#### [DIRECTIONS FOR THIS TASK]
When you reach the records below, output each one exactly.

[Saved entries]
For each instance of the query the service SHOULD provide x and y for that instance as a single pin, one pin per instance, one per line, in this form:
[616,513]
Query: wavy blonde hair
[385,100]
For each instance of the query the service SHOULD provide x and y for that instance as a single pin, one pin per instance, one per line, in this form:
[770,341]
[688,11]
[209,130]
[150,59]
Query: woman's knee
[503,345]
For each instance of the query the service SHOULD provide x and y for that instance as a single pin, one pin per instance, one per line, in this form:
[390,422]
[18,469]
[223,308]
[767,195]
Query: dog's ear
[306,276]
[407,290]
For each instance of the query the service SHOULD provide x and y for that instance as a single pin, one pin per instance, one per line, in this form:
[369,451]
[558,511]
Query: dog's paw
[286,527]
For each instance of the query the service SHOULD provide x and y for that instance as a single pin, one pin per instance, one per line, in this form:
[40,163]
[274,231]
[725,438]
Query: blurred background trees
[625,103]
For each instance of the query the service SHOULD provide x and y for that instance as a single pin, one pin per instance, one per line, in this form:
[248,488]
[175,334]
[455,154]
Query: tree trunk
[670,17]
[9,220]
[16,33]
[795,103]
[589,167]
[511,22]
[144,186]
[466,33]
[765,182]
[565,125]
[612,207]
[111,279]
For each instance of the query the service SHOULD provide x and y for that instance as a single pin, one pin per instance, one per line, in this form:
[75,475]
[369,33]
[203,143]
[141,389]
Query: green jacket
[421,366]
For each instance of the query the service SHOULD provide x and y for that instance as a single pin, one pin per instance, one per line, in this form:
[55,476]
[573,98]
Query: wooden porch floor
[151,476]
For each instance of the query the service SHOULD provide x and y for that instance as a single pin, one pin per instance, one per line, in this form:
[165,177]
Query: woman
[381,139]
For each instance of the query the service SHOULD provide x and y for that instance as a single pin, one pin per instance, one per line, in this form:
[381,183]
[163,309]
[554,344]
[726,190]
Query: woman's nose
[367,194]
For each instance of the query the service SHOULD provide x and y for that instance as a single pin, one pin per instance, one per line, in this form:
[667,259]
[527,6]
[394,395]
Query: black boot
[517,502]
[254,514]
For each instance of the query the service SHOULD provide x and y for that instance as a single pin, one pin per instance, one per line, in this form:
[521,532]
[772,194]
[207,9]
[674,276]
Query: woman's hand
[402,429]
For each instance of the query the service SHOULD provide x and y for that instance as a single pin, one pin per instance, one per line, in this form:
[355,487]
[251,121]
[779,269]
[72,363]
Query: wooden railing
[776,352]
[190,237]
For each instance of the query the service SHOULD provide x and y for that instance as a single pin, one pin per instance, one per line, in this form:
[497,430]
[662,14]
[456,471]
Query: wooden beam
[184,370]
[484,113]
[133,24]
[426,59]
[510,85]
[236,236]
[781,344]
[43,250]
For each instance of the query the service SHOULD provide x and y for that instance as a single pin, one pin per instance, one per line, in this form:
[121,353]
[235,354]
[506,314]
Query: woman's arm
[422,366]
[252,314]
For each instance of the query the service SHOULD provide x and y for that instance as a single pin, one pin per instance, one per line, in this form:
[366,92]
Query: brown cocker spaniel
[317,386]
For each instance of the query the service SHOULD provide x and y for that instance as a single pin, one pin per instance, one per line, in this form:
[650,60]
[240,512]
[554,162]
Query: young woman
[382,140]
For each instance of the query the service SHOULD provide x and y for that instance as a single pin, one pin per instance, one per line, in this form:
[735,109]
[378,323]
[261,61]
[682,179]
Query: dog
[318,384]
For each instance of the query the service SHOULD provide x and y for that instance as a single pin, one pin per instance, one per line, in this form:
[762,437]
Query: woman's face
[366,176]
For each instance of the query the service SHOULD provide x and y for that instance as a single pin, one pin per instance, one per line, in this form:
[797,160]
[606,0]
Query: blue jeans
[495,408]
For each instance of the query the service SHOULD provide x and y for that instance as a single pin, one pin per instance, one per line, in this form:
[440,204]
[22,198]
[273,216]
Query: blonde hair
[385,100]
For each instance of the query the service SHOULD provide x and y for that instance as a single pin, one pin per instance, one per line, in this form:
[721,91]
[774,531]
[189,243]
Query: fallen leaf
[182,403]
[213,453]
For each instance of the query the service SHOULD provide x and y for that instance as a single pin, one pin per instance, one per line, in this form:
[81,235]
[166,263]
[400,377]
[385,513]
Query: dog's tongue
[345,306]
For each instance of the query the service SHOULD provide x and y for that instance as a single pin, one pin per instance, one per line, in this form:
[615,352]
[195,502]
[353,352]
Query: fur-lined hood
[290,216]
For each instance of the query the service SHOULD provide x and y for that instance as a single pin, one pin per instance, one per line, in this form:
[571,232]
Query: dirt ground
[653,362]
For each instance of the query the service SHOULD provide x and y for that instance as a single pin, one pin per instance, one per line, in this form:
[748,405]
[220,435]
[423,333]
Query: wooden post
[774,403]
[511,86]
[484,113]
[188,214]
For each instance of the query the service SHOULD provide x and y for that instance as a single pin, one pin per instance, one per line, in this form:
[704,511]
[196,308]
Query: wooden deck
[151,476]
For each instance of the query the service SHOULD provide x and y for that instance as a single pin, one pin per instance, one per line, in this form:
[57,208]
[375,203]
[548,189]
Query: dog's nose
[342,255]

#### [TASK RESPONSE]
For each instance of the query the service SHOULD provide x and y for that instance as a single pin, one pin per instance, one per line, in this form:
[616,513]
Query: wavy blonde hair
[385,100]
For each instance of the query the service SHOULD provide x and y for that instance as a single pin, one pin per instance, one per line, in this form:
[770,341]
[688,11]
[209,130]
[150,59]
Query: woman's knee
[503,345]
For each instance of the query the service SHOULD provide x and y for that instance as a single pin, one pin per instance, one per line, in this form:
[390,422]
[18,469]
[223,308]
[767,195]
Query: dog's ear
[306,276]
[407,290]
For each instance of the query the service SHOULD provide x and y for that instance as a single pin, one pin per instance, one per line, in this form:
[369,451]
[558,511]
Query: dog's paw
[286,527]
For each instance of the query the service SHOULD provide x and y for that instance as a single pin, one pin per instance, one per line, in this form:
[40,163]
[274,231]
[725,438]
Query: blurred background trees
[625,103]
For each instance of the query the service SHOULD provide x and y for that instance as a single pin, one pin per instance, one per line, in this form:
[248,488]
[175,334]
[455,154]
Query: tree trunk
[670,17]
[9,220]
[16,33]
[795,103]
[589,167]
[511,22]
[144,186]
[466,33]
[765,182]
[565,125]
[612,207]
[111,279]
For each instance of the query the service SHOULD provide x and y for that instance as a single pin, one pin per instance, one per line, in this form:
[75,475]
[369,33]
[203,143]
[141,389]
Query: green jacket
[421,366]
For each instance of the query the service SHOULD provide x and y for that instance as a single pin, one pin per instance, one per line, in this form:
[55,476]
[573,98]
Query: wooden porch floor
[151,476]
For each instance of the query the service SHOULD provide x and y for that instance as a single pin, one pin per instance, one per line, in this form:
[165,177]
Query: woman
[381,139]
For each instance of the query the service SHOULD provide x and y for that instance as a single pin, one pin per instance, one per line, in this form:
[381,183]
[163,309]
[554,344]
[726,190]
Query: woman's nose
[367,194]
For each instance of the query the service SHOULD provide x and y for that instance as a single pin, one pin per instance, one per line, in this form:
[667,259]
[527,6]
[394,395]
Query: black boot
[517,502]
[254,514]
For each instance of the query the service SHOULD provide x and y for that instance as a single pin, one pin per instance, one per line, in this form:
[521,532]
[772,194]
[207,9]
[674,276]
Query: woman's hand
[402,429]
For each instance of the query the service SHOULD provide x and y for that instance as a single pin, one pin per instance, one per line, in this form:
[355,487]
[251,121]
[779,269]
[72,363]
Query: wooden railing
[776,352]
[190,237]
For each instance of the query the service SHOULD provide x and y for that instance as a single pin, one pin per instance, one per line, in this form:
[497,430]
[662,14]
[456,471]
Query: wooden beam
[184,370]
[484,113]
[133,24]
[426,59]
[510,85]
[236,236]
[781,344]
[43,250]
For each instance of the query the service SHOULD provide x and y for that instance as a single pin, one pin per instance, one per line, in this form:
[121,353]
[235,354]
[506,314]
Query: woman's arm
[422,366]
[252,314]
For each instance of the query the service SHOULD provide x and y for that instance as a single pin, one pin per instance, one per line, in this form:
[366,92]
Query: brown cocker spaniel
[317,386]
For each instance of the query the service SHOULD provide x and y for that instance as a single pin, one pin per instance, one per line, in this form:
[650,60]
[240,512]
[554,162]
Query: young woman
[382,140]
For each instance of the query the service SHOULD provide x and y for that instance as a single pin, one pin per instance, one per line, in this form:
[735,109]
[378,323]
[261,61]
[682,179]
Query: dog
[318,384]
For each instance of the query the service SHOULD provide x and y for that instance as a single pin, one pin per instance, one per line, in this form:
[762,437]
Query: woman's face
[366,176]
For each instance of the query the service SHOULD provide x and y for that instance as a single pin, one pin per instance, one per line, in this form:
[797,160]
[606,0]
Query: blue jeans
[495,408]
For each instance of the query the service SHOULD provide x and y for that instance as a single pin, one pin per instance, one per line, in this form:
[440,204]
[22,198]
[273,216]
Query: blonde hair
[385,100]
For each instance of the query the service SHOULD provide x and y for that instance as a single pin, one pin per instance, one per line, in this form:
[721,91]
[774,531]
[189,243]
Query: fallen leaf
[182,403]
[213,453]
For each instance of the query the service SHOULD provide x and y for that instance as a single pin, one pin per instance, one per line, in this form:
[81,235]
[166,263]
[400,377]
[385,513]
Query: dog's tongue
[345,306]
For each instance of the query the service SHOULD provide x and y for that instance as a single pin, one pin per instance, one per line, in this form:
[615,352]
[195,502]
[353,352]
Query: fur-lined hood
[290,216]
For each instance of the query the service SHOULD provide x and y for that instance as a single pin, one pin per instance, one per line, in this form:
[571,232]
Query: dirt ground
[653,362]
For each instance of the query the service SHOULD provide x and y for that instance as a single pin, one pin per instance, one per line, in this form:
[748,405]
[220,435]
[423,333]
Query: wooden post
[774,403]
[511,86]
[484,113]
[188,214]
For each instance of the query the service SHOULD provide x and y for that instance as a single pin, one pin per instance, one per line, in this form:
[704,511]
[196,308]
Query: wooden deck
[151,476]
For each instance of the query the service SHOULD provide x and y for that instance as a single pin, one pin per instance, one per line, in this form:
[57,208]
[375,203]
[548,189]
Query: dog's nose
[342,255]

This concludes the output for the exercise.